# EXERCISE TASK:
Present all of the material below as a numbered list, leaving out any blank lines.
-- start GIVEN RECORDS --
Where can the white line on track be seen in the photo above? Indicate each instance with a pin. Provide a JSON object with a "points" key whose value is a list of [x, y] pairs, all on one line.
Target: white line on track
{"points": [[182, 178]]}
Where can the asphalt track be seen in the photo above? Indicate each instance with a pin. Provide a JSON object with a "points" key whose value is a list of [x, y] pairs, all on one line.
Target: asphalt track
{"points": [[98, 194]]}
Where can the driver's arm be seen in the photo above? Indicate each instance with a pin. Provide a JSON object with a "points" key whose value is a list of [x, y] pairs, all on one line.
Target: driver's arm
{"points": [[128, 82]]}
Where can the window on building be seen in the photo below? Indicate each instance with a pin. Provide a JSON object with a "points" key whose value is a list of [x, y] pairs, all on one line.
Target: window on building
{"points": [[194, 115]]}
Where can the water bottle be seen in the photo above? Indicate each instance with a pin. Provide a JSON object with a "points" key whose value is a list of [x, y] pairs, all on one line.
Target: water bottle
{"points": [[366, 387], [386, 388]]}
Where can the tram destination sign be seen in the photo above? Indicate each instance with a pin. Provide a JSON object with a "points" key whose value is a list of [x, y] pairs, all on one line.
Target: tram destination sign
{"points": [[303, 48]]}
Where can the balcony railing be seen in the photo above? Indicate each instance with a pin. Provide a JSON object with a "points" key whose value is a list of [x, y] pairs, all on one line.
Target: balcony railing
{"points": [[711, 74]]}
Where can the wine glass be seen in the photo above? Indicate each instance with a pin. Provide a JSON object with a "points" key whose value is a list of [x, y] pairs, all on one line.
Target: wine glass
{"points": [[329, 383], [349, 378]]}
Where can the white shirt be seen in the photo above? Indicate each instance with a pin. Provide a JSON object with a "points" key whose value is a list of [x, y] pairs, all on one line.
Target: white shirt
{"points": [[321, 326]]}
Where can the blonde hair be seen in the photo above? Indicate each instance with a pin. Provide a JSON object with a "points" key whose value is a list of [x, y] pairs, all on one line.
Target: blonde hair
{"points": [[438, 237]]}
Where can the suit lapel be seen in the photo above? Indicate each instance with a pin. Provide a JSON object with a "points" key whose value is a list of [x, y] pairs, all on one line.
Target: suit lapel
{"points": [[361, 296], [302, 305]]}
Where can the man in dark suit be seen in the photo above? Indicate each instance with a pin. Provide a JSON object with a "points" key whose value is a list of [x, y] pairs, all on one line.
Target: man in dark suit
-- end GIVEN RECORDS --
# EXERCISE RESPONSE:
1. Where can the white line on track be seen in the photo above? Indicate each instance with a pin. Provide a JSON object with a "points" key whose value is a list of [x, y] pairs, all on one line.
2. Target: white line on track
3. {"points": [[182, 178]]}
4. Where can the asphalt track be seen in the photo above? Indicate each instance with a pin. Provide a JSON object with a "points" key whose value is a list of [x, y] pairs, all on one line.
5. Target: asphalt track
6. {"points": [[98, 194]]}
7. Where can the driver's arm be seen in the photo above? Indicate each instance with a pin. Provide a JSON object with a "points" key whose value is a list of [x, y] pairs, all on one line.
8. Target: driver's arm
9. {"points": [[128, 82]]}
10. Where can the window on building be seen in the photo below? Indicate each instance with a pin. Provide a JSON object with a "points" key whose value is a list of [x, y] pairs, all on one line.
11. Target: window on building
12. {"points": [[194, 115]]}
13. Where can the water bottle be seen in the photo above? Indicate each instance with a pin. Provide a JSON object with a "points" key whose value is a list of [x, y] pairs, all on one line.
14. Target: water bottle
15. {"points": [[366, 387], [386, 388]]}
16. Where can the tram destination sign be seen in the photo above? Indicate each instance with a pin. Provide a JSON object with a "points" key whose value is a list of [x, y] pairs, all on one line.
17. Target: tram destination sign
18. {"points": [[303, 48]]}
19. Where can the balcony railing be seen in the photo above? Indicate each instance with a pin. Provide a JSON object with a "points" key whose value is a list of [x, y] pairs, all on one line.
20. Target: balcony railing
21. {"points": [[711, 74]]}
22. Where can the wine glass be seen in the photo above? Indicate each instance with a pin. Provide a JSON object with a "points" key whose value is a list of [x, y] pairs, all on one line.
23. Target: wine glass
24. {"points": [[329, 383], [349, 378]]}
25. Where can the white shirt be seen in the photo above? Indicate each instance with a pin. Provide a JSON object with a "points" key whose value is a list of [x, y] pairs, all on one line.
26. Target: white shirt
27. {"points": [[321, 326]]}
28. Where can the blonde hair be seen in the photo above? Indicate each instance with a pin. Provide a JSON object with a "points" key whose value is a list of [x, y] pairs, all on one line.
29. Target: blonde hair
30. {"points": [[438, 237]]}
31. Where can the suit lapel be seen in the photo above? Indicate each instance with a pin. Provide a JSON object with a "points" key whose value is a list of [x, y] pairs, all on one line.
32. Target: suit lapel
33. {"points": [[361, 296], [302, 305]]}
34. Where can the man in dark suit be seen in the photo above? Indicate each instance with a pin. Provide a JSON object with a "points" key whose value is a list of [x, y] pairs, all on one line.
35. Target: man in dark suit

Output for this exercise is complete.